• SET EXERCISE
Extract each line of the items below that contains the string "lace".

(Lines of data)
━━━━

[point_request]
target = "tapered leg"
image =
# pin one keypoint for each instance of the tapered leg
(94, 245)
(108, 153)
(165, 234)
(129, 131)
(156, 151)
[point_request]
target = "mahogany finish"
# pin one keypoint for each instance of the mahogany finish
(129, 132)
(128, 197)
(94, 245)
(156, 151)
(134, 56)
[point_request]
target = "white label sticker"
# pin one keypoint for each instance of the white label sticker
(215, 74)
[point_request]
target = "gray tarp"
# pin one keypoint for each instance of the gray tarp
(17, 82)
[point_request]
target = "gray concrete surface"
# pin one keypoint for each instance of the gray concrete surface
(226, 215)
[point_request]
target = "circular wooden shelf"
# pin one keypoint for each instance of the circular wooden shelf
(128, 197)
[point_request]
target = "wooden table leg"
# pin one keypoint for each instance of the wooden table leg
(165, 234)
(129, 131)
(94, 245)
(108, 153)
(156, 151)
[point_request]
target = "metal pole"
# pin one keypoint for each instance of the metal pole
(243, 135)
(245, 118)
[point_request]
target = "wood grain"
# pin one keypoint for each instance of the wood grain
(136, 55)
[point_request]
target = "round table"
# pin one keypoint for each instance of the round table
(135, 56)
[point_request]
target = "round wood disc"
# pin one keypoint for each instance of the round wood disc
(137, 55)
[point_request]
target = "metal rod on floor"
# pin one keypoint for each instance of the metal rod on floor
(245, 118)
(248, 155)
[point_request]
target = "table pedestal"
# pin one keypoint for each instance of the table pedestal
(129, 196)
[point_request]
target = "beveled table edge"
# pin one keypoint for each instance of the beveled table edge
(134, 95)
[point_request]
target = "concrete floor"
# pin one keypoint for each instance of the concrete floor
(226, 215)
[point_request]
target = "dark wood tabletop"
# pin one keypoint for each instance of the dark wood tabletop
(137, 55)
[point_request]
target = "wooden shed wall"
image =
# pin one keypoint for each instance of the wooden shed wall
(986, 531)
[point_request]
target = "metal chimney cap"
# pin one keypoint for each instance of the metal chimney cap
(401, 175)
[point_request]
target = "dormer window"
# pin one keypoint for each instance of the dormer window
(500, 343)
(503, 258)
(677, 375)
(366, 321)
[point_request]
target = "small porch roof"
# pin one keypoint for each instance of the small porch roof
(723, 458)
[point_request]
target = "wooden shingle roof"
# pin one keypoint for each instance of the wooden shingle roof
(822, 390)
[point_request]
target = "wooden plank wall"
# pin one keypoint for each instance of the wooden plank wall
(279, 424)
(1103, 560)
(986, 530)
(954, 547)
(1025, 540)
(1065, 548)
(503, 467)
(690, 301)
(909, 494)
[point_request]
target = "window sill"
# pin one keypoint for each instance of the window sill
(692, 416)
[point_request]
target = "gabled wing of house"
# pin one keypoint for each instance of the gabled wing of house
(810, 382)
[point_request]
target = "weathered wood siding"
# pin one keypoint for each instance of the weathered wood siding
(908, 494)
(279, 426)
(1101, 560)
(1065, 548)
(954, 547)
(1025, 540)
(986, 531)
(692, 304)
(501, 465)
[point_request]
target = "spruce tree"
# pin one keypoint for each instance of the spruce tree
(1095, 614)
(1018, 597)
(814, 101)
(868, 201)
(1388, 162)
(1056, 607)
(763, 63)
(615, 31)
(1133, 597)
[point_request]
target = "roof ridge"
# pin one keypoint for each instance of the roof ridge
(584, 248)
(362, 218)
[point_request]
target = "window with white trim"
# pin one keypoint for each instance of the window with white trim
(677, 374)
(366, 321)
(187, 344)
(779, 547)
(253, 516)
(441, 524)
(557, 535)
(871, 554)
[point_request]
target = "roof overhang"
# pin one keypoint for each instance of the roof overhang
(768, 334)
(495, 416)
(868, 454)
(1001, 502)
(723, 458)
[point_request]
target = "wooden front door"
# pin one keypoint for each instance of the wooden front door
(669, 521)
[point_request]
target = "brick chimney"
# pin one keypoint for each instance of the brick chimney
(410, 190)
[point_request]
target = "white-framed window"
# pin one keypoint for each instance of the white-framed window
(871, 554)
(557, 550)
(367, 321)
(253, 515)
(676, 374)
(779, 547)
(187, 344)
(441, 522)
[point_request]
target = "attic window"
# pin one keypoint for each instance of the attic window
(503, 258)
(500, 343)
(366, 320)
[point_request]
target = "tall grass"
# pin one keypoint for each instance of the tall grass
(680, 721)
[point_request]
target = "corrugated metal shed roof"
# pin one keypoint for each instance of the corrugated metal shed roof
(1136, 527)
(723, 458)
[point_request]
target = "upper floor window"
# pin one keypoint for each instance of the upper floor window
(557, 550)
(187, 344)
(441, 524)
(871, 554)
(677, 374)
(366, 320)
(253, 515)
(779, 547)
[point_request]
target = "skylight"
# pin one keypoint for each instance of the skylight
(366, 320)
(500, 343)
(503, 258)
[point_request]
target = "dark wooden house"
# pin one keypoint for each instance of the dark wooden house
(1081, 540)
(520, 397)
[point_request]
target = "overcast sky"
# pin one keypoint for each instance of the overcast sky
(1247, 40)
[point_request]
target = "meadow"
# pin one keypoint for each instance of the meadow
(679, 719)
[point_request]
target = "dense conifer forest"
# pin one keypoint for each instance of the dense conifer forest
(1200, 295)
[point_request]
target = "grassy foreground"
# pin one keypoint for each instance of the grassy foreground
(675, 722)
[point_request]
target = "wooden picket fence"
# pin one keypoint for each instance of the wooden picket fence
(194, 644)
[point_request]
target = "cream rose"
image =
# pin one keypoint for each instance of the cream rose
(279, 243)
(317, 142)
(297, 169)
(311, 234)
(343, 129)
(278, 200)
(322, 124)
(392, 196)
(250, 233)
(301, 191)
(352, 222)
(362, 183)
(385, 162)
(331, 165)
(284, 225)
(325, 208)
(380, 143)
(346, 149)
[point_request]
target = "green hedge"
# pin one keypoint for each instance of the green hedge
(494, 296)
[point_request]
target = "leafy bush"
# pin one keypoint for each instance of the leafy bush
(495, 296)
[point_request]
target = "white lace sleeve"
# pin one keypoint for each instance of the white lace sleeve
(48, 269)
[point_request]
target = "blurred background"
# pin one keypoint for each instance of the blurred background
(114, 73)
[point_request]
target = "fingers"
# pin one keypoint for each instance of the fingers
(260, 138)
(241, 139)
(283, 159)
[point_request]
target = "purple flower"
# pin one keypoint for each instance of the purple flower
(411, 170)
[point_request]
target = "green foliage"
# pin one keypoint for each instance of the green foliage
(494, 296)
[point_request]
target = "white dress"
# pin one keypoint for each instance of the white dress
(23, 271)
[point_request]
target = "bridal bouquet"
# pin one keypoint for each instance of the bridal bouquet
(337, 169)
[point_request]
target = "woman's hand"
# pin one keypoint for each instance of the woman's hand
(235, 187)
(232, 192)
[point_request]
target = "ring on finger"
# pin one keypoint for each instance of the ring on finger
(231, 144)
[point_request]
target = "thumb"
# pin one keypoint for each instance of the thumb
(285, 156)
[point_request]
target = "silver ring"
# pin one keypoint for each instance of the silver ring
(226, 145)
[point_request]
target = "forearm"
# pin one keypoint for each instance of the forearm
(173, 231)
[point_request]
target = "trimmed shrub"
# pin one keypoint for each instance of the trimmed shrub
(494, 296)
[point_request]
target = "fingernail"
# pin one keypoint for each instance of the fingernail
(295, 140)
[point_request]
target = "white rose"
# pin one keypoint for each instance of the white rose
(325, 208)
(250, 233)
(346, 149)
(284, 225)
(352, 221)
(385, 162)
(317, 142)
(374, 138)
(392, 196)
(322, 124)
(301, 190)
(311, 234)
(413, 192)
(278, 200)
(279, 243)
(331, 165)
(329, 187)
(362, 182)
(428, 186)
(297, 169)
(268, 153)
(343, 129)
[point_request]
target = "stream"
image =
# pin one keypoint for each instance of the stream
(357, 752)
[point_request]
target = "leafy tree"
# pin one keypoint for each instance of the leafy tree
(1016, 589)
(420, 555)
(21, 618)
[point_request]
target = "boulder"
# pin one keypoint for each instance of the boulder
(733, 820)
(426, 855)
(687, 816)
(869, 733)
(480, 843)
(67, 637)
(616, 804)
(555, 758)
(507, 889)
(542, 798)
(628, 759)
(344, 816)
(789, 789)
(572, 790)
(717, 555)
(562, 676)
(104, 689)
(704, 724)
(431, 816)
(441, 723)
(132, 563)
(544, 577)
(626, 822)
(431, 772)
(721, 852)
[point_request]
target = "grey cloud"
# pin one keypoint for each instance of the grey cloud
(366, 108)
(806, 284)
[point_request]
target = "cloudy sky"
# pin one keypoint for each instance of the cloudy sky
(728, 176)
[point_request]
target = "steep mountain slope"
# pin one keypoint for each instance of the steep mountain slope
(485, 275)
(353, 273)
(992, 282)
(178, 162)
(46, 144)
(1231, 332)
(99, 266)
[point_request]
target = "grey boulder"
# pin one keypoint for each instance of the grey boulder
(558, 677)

━━━━

• ANSWER BELOW
target = "white lace sleeve"
# pin one keypoint for each instance of the white lace sleeve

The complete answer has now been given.